Short exercise:
Rewrite the lines of the listing as a JSON list of strings, one string per line and blank lines omitted, starting with the line that contains "Query: submerged rock" and going on through the line that contains "Mark the region of every instance of the submerged".
'''
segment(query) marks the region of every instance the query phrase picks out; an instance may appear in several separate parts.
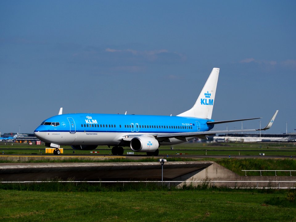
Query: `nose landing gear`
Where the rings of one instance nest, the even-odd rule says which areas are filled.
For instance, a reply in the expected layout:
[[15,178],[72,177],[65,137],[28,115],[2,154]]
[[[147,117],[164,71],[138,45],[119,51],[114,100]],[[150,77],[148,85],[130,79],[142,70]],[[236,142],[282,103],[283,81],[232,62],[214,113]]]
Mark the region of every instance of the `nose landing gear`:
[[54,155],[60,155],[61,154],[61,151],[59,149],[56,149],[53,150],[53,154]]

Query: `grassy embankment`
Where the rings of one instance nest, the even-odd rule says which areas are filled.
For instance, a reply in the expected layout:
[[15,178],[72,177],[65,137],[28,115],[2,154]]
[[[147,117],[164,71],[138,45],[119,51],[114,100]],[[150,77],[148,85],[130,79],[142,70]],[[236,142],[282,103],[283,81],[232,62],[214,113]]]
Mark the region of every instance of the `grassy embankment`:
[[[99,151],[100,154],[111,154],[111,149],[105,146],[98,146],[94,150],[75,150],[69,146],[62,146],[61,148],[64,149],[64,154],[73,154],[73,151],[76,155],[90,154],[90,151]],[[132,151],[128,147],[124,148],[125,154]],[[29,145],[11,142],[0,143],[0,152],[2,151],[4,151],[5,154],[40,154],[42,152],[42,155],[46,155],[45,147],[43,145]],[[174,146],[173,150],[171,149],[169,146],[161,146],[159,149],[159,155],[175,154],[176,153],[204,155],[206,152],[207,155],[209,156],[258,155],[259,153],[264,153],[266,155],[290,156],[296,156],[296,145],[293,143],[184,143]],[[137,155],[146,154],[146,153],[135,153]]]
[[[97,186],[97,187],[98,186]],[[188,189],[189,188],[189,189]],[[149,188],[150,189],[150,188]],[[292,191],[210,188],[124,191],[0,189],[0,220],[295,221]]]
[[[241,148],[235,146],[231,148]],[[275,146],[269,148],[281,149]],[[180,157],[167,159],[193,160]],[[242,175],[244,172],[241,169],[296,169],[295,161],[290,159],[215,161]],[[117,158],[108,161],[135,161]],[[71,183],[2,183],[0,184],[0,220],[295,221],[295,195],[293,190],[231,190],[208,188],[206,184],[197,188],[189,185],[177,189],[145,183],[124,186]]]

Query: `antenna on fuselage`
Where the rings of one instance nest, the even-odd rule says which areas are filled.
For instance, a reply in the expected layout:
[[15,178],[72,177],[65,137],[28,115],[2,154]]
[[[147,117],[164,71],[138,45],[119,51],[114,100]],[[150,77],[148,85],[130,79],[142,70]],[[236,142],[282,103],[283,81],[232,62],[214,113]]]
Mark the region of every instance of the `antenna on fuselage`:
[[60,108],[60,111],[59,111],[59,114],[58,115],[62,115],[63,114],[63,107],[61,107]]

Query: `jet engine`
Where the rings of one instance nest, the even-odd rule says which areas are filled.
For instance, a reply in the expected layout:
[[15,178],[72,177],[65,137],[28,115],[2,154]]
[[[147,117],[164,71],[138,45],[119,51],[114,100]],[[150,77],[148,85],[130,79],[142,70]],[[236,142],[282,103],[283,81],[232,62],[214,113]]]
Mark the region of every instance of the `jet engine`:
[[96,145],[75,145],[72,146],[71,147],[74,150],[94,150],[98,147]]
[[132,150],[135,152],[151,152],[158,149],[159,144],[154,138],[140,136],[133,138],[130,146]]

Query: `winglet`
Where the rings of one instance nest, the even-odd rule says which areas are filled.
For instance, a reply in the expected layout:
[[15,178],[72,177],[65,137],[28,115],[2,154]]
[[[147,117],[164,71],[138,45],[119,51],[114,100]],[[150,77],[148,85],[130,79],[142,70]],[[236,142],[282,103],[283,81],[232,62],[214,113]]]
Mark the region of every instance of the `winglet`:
'''
'''
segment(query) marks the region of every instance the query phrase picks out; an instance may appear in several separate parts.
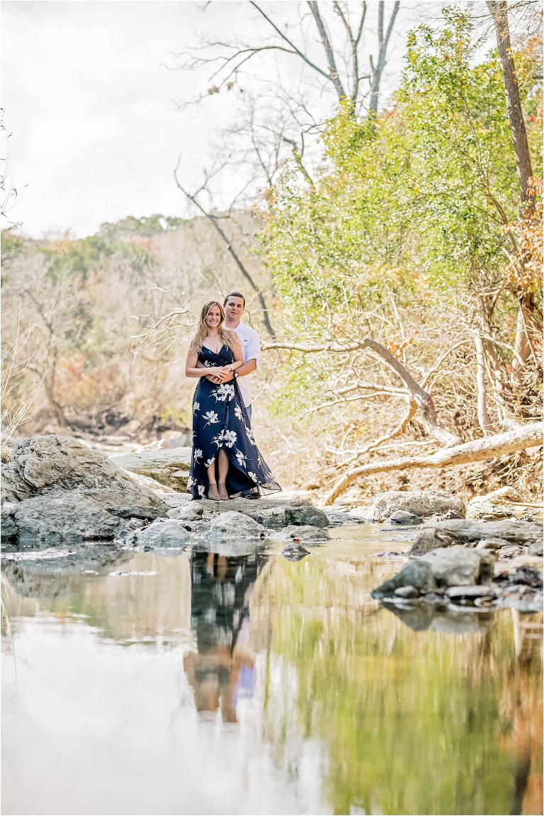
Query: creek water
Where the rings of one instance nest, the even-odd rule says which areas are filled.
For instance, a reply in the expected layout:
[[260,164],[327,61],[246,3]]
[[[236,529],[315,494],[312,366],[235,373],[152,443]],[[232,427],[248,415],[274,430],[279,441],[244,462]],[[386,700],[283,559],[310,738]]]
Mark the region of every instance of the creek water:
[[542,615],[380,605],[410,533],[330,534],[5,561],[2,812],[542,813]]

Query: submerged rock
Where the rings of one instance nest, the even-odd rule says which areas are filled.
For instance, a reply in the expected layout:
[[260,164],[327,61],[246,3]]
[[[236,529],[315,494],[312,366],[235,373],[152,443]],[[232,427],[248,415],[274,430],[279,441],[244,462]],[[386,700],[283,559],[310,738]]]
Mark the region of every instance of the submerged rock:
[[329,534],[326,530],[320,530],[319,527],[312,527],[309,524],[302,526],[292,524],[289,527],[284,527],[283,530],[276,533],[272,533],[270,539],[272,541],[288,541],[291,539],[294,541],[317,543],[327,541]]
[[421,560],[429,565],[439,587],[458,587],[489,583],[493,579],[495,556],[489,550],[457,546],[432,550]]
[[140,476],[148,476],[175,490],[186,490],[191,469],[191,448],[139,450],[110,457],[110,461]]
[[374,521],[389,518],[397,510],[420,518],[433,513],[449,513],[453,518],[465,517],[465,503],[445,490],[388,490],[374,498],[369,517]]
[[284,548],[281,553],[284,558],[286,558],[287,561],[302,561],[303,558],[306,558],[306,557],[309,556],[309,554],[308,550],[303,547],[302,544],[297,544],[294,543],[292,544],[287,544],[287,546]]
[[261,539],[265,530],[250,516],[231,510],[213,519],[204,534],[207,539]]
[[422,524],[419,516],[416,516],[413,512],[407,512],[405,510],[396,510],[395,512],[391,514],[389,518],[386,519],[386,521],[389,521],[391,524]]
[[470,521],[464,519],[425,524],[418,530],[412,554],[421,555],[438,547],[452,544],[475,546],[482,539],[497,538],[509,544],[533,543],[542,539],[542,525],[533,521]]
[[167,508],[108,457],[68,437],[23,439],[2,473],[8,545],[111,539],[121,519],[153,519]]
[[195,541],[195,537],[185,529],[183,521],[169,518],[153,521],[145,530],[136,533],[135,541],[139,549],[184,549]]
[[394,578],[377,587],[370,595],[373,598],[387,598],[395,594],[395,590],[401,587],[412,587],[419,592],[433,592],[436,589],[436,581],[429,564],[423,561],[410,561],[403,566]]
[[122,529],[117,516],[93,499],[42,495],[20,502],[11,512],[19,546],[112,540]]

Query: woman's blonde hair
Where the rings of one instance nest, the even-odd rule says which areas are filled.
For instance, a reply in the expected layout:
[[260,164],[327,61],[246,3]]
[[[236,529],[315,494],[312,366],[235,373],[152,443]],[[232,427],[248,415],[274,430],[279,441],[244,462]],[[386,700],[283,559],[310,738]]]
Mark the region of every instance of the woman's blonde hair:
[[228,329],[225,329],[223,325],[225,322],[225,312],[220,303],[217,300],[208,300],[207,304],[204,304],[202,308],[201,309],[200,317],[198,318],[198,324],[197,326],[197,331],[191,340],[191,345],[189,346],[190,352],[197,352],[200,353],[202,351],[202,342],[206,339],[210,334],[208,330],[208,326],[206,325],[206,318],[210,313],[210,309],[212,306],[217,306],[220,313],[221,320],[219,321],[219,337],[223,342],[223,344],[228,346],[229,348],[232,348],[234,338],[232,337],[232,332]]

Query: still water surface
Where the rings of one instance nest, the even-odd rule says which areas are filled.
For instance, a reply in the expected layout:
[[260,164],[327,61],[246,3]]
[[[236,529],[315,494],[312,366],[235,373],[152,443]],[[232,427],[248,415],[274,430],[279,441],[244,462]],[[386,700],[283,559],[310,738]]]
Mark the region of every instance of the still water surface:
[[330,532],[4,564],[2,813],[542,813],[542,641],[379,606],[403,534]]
'''
Answer to this exercise:
[
  "Query: submerged rock",
  "Where the rings of one instance nest, the even-odd rule says which areas are filled.",
  "For instance, a reply in the expected layout:",
  "[[260,164],[327,61],[246,3]]",
  "[[[236,529],[315,494],[312,366],[235,373],[152,443]],[[232,427],[248,415],[274,430],[279,441],[244,462]],[[386,700],[283,559],[310,738]]]",
  "Mark the region of every instance of the submerged rock:"
]